_WRITTEN PROBLEM_
Quote the entries word for word. Omit the pictures.

_RECORDS FOR THIS TASK_
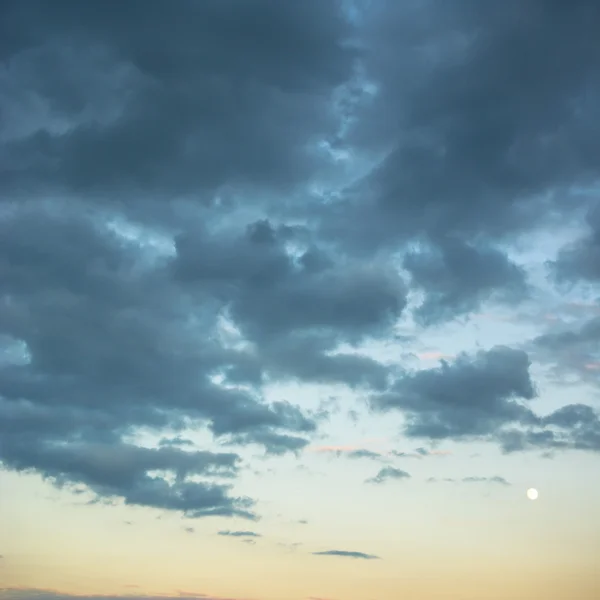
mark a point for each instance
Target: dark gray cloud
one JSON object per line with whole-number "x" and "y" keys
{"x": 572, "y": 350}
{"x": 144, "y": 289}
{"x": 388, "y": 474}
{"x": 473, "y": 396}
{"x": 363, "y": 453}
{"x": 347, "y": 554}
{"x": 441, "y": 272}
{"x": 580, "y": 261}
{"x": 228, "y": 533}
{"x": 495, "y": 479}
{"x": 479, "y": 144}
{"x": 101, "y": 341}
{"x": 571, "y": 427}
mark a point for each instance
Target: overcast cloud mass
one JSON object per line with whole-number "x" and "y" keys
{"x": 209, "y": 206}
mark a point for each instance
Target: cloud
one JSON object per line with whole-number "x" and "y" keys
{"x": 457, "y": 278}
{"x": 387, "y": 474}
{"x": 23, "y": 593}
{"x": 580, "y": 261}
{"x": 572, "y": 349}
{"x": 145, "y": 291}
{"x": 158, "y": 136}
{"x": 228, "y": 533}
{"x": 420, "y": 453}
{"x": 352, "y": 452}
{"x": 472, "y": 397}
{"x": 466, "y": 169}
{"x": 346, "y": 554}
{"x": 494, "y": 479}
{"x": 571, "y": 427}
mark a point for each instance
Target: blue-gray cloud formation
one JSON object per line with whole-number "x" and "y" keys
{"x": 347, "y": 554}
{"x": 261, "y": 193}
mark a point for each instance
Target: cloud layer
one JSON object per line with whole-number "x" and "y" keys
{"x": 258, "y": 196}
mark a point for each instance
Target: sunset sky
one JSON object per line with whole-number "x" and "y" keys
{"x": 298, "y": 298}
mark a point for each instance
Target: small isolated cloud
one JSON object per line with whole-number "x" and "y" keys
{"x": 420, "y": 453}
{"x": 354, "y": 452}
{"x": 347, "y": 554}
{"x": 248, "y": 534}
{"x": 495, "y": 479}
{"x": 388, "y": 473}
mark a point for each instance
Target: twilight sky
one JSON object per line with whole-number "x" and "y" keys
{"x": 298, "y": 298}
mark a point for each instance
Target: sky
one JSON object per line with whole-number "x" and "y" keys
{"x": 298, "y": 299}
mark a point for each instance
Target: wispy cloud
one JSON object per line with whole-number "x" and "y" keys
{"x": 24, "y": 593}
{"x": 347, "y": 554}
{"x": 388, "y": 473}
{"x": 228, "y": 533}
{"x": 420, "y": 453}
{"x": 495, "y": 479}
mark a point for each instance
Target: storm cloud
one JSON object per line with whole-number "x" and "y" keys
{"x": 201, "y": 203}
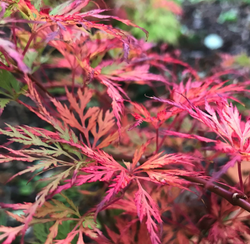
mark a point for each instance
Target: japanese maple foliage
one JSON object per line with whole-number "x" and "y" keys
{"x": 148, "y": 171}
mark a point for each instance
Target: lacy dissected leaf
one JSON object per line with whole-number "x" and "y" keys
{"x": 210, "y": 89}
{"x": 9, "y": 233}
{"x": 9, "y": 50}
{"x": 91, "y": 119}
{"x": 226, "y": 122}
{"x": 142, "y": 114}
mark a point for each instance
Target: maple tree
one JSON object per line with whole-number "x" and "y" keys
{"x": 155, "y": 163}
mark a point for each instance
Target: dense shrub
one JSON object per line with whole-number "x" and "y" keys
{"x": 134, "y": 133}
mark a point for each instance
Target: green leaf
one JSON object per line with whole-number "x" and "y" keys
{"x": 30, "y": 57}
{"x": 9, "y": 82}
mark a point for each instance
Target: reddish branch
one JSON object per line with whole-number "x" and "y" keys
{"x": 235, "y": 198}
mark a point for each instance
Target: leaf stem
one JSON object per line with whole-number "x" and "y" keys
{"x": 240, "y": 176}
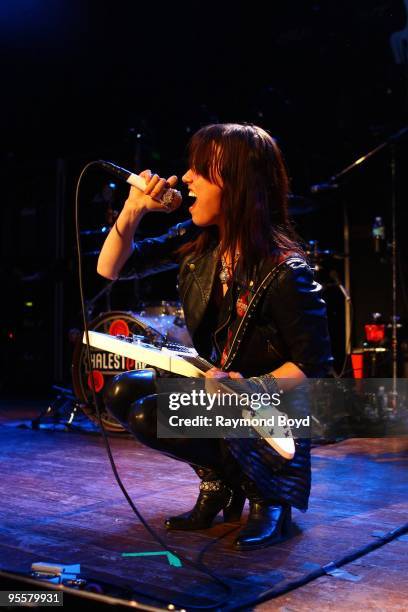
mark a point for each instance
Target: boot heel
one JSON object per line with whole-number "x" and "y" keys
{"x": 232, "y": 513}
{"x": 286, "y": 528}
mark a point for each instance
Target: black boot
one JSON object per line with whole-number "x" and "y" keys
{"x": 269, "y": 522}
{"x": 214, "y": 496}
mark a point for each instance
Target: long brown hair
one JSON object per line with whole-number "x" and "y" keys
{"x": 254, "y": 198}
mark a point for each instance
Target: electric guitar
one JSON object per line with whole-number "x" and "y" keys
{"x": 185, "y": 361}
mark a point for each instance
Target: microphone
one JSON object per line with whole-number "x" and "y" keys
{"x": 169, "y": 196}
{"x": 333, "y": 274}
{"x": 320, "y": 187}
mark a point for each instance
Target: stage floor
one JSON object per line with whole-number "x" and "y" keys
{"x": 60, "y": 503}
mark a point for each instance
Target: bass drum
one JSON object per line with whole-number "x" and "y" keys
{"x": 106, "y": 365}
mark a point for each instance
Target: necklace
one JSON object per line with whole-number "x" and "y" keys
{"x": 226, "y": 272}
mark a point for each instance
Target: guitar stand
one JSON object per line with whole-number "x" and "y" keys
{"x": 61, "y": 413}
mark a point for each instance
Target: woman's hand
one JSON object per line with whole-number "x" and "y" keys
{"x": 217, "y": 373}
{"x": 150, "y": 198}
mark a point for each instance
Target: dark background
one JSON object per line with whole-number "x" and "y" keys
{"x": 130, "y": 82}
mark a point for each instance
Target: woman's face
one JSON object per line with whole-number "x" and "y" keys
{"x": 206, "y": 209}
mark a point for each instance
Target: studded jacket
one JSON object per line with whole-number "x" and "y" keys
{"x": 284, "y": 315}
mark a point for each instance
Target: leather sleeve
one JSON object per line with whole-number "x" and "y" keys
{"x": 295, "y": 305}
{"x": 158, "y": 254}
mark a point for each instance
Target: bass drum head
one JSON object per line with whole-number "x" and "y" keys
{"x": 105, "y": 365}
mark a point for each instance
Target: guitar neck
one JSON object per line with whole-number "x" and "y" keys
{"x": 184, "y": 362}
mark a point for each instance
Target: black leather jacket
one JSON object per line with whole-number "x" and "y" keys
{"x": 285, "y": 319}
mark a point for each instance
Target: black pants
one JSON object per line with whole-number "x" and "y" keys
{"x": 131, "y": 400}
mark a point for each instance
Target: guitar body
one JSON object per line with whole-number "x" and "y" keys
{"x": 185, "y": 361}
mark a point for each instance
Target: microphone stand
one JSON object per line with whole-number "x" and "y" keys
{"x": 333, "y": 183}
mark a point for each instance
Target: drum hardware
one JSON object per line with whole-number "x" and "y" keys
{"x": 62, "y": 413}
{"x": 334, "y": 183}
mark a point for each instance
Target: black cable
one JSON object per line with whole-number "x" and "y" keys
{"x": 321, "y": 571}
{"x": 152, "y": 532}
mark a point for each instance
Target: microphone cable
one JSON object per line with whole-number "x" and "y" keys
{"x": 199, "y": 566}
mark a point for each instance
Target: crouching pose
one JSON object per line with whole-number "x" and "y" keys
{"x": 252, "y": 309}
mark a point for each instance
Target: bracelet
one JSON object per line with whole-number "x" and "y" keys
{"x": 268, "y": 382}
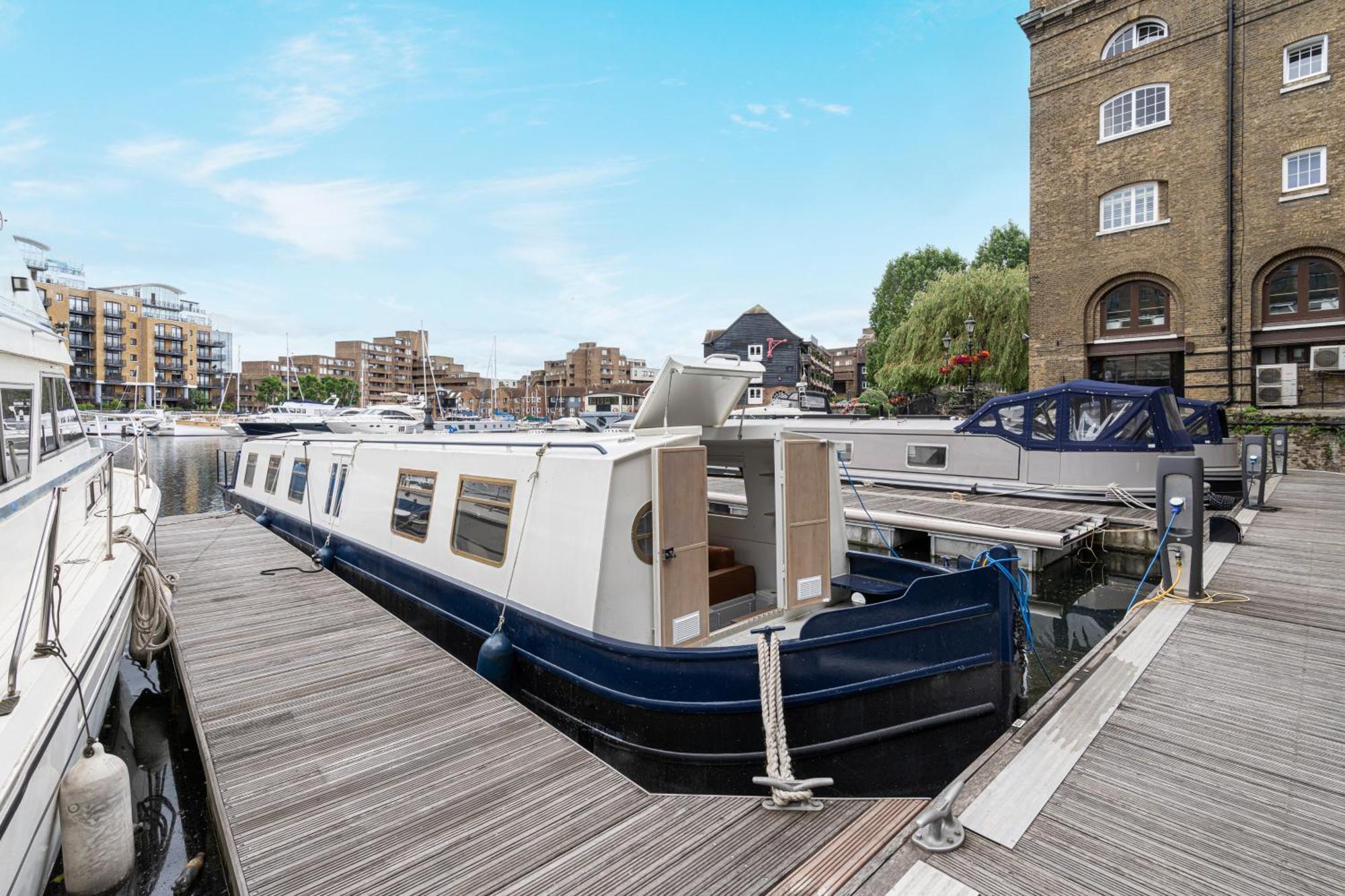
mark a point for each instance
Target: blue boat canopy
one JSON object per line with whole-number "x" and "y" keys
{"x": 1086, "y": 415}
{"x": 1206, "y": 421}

_RIGHT ANSWER_
mark a point for each instance
Target: dark gray cloud
one JSON object per line with whole-number "x" and "y" keys
{"x": 572, "y": 350}
{"x": 144, "y": 289}
{"x": 388, "y": 474}
{"x": 473, "y": 396}
{"x": 363, "y": 453}
{"x": 347, "y": 554}
{"x": 441, "y": 272}
{"x": 580, "y": 261}
{"x": 228, "y": 533}
{"x": 495, "y": 479}
{"x": 479, "y": 144}
{"x": 101, "y": 341}
{"x": 571, "y": 427}
mark a point for each instance
Target: overcast cloud mass
one JSON object per line with whole-number "x" and "y" keys
{"x": 209, "y": 206}
mark a point for each instance
Target: cloud
one JSON object per line with whole-number "x" and "y" keys
{"x": 457, "y": 278}
{"x": 387, "y": 474}
{"x": 23, "y": 593}
{"x": 580, "y": 261}
{"x": 572, "y": 349}
{"x": 145, "y": 291}
{"x": 158, "y": 136}
{"x": 228, "y": 533}
{"x": 420, "y": 453}
{"x": 352, "y": 452}
{"x": 472, "y": 397}
{"x": 466, "y": 169}
{"x": 346, "y": 554}
{"x": 494, "y": 479}
{"x": 571, "y": 427}
mark a point for each instance
Target: blue-gray cloud formation
one JSON object per line with whole-number "x" and "y" keys
{"x": 347, "y": 554}
{"x": 261, "y": 193}
mark a point for each instance
Target: cloud layer
one JSON object per line with whole-number "x" and "y" keys
{"x": 258, "y": 196}
mark a point for each instance
Target: sunset sky
one JSON object per line with whole-number "x" and "y" keys
{"x": 298, "y": 298}
mark a point for each instance
Target: small isolated cloud
one JSON object per line with whole-number "x" and "y" keys
{"x": 420, "y": 453}
{"x": 354, "y": 452}
{"x": 347, "y": 554}
{"x": 248, "y": 534}
{"x": 495, "y": 479}
{"x": 388, "y": 473}
mark a point for each instance
Target: twilight sky
one JSON object per line with whole-number "x" and "y" keys
{"x": 298, "y": 298}
mark a point for each instance
Target: sky
one JSON object per line with whole-number "x" and "y" keys
{"x": 298, "y": 299}
mark a point for each instance
Target: wispy cloud
one JSON object per line with whole-number "x" and "y" keys
{"x": 24, "y": 593}
{"x": 347, "y": 554}
{"x": 388, "y": 473}
{"x": 228, "y": 533}
{"x": 420, "y": 453}
{"x": 495, "y": 479}
mark a point for each instance
Target: storm cloud
one JSON object per line with whole-number "x" and "y" keys
{"x": 201, "y": 203}
mark a point for each instance
Target: japanese maple foliage
one JSON object per line with whole-number "x" and "y" keys
{"x": 148, "y": 171}
mark a point for each instance
Target: lacy dissected leaf
one JSON object per line with whole-number "x" and "y" keys
{"x": 210, "y": 89}
{"x": 9, "y": 233}
{"x": 9, "y": 50}
{"x": 91, "y": 119}
{"x": 226, "y": 122}
{"x": 142, "y": 114}
mark a point for each instance
Target: maple tree
one JSON object per line with whole-number "x" and "y" keys
{"x": 155, "y": 163}
mark a point for each instance
Target: dense shrub
one JSON object per line with whole-number "x" and "y" keys
{"x": 134, "y": 133}
mark a point for each instance
Target: green leaf
one JSON object per line with whole-number "x" and "y" keys
{"x": 30, "y": 57}
{"x": 9, "y": 82}
mark a point for each instance
Target: reddish branch
one JSON object per line with whole-number "x" and "y" keys
{"x": 235, "y": 198}
mark a point for each instance
Target: leaf stem
one JSON object per line with whole-number "x" and "y" keys
{"x": 240, "y": 176}
mark a point for each instance
Target: boot heel
one JSON object per line with whole-number "x" and "y" keys
{"x": 232, "y": 513}
{"x": 286, "y": 528}
mark a point for each instance
Target: black boot
one JSON object per line with whole-number "x" and "y" keys
{"x": 269, "y": 522}
{"x": 214, "y": 496}
mark a point for each instance
Target: long brown hair
one JSON object per line with whole-number "x" and "y" keys
{"x": 254, "y": 198}
mark a point for each instance
Target: electric guitar
one JSON object per line with whole-number "x" and "y" keys
{"x": 185, "y": 361}
mark a point for each instance
Target: microphone
one JSON object per line with whole-number "x" and "y" keys
{"x": 169, "y": 196}
{"x": 333, "y": 274}
{"x": 320, "y": 187}
mark a point for each instance
Target: stage floor
one JSON object per line with whole-number "x" and "y" keys
{"x": 60, "y": 503}
mark a point for each instance
Target: bass drum
one JSON object per line with whole-number "x" and "y" keys
{"x": 106, "y": 365}
mark a point for each instance
Target: necklace
one JSON object per line with whole-number "x" and "y" keys
{"x": 226, "y": 272}
mark a point for each instance
Target: guitar stand
one JSON object per line with whole-number "x" and "y" keys
{"x": 61, "y": 413}
mark a point for each instance
Target: woman's hand
one JSON object per line with whole-number "x" and "y" keys
{"x": 217, "y": 373}
{"x": 150, "y": 198}
mark a point for each instance
Target: dark background
one JSON object per line with whole-number "x" and "y" keys
{"x": 130, "y": 82}
mark a point for each instance
Target: woman's face
one JSON object per line with whole-number "x" and "y" keys
{"x": 206, "y": 209}
mark a point for each instance
Target: studded jacket
one JSON object per line with whole-number "x" and "y" keys
{"x": 284, "y": 315}
mark a point for each instance
Target: leather sleeve
one JSON object per line with whole-number "x" and "y" keys
{"x": 295, "y": 305}
{"x": 158, "y": 254}
mark a point for each instance
Target: bass drum head
one JSON object per line with whole-number "x" and "y" keys
{"x": 105, "y": 365}
mark a point for each instance
Target: guitar neck
one JSON object per line with whole-number "x" and "y" keys
{"x": 184, "y": 362}
mark a point for each instance
Target: black leather jacket
one JSON object per line with whole-number "x" and "y" keys
{"x": 285, "y": 319}
mark a point for each instance
Target: black pants
one JSON object per line with whole-number "x" and "y" keys
{"x": 131, "y": 400}
mark a point for each instance
Target: guitar body
one JSON object per line with whole-number "x" and "y" keys
{"x": 185, "y": 361}
mark a point for each instance
Target: microphone stand
one JSON object per line with whole-number "x" and "y" keys
{"x": 333, "y": 183}
mark a point for each instance
Target: drum hardware
one JSON object per line with whole-number "x" and "y" keys
{"x": 62, "y": 413}
{"x": 334, "y": 183}
mark a point for each instance
Target: black cable
one JSON object per line with whole-number "x" and "y" keys
{"x": 321, "y": 571}
{"x": 152, "y": 532}
mark a point for each instance
Target: microphone cable
one JSON object per line with whole-number "x" and "y" keys
{"x": 199, "y": 566}
mark a point for each instance
Target: crouching pose
one JSON object per line with whole-number "x" and "y" keys
{"x": 252, "y": 309}
mark a point for each instance
Target: bracelet
one JSON object per line with whole-number "x" and "y" keys
{"x": 268, "y": 382}
mark a point for each instance
Target: blue boat canopy
one JSON object per line with whole-number "x" and "y" keys
{"x": 1086, "y": 415}
{"x": 1206, "y": 421}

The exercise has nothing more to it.